= Provided text =
· · · · · · ·

How much does it matter where you get your news? Aren't all news outlets equal in the grand scheme of things--providing reporting and facts while we make up our own minds about things from an informed perspective? This is the common view of many people, but it's hardly true at all.
Most media markets provide only one choice of newspaper these days, which in turn are usually part of a larger chain. And those chains are themselves owned by an even smaller group of mega-corporate companies (eg., Viacom, Bertelsmann, News Corp.).
For example, the Atlanta Journal Constitution is owned by Cox Enterprises, a private company owned by two of Cox's daughters (and two of the richest women in America, worth over $10 billion each). It also owns 15 TV stations (ABC, Fox, CBS, NBC etc.) and of course cable/Internet (Cox Communications).
Well, perhaps like me you don't subscribe to a newspaper. What about TV/cable? There's more choice here right? Yes, to some extent. But there are two problems: 1) not all TV is watched equally (ratings) and 2) we find the same damn companies again (GE, Viacom, AT&T)!

· · · · · · ·

= Dataset excerpts =

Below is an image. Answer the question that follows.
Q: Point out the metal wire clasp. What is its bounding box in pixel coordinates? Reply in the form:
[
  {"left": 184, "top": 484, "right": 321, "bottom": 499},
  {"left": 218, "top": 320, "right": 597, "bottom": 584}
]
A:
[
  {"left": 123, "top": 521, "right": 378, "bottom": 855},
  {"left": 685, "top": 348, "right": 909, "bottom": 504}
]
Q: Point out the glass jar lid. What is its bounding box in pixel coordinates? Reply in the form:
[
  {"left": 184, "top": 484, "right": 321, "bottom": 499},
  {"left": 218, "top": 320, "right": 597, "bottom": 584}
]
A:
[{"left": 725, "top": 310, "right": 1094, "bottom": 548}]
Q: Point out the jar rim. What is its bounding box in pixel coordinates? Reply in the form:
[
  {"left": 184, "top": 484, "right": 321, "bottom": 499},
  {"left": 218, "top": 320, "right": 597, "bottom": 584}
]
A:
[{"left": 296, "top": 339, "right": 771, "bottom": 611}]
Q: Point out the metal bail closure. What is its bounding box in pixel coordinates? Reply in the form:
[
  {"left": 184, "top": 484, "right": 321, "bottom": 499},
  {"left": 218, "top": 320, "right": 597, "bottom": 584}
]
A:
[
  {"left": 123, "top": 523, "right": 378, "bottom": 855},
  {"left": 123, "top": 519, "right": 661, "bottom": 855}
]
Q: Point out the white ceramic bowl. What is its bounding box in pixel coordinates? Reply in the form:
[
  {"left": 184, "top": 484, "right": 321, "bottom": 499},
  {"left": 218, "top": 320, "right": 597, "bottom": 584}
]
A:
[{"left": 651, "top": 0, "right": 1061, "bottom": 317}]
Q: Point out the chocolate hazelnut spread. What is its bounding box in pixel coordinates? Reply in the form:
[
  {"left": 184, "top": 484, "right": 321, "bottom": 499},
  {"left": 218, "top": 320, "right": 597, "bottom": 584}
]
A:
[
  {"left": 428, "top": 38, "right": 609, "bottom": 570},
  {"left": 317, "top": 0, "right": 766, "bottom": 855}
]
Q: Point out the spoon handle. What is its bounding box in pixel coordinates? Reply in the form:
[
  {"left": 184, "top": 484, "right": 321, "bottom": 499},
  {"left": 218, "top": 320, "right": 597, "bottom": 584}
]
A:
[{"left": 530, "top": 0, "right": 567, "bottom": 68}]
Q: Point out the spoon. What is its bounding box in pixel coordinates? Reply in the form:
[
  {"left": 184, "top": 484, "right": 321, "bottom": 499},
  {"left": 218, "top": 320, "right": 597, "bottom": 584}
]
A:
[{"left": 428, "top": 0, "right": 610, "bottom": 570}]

· · · · · · ·

Please answer from the media ownership text: which company owns the Atlanta Journal Constitution? The records come from a separate source.

= Problem solution =
Cox Enterprises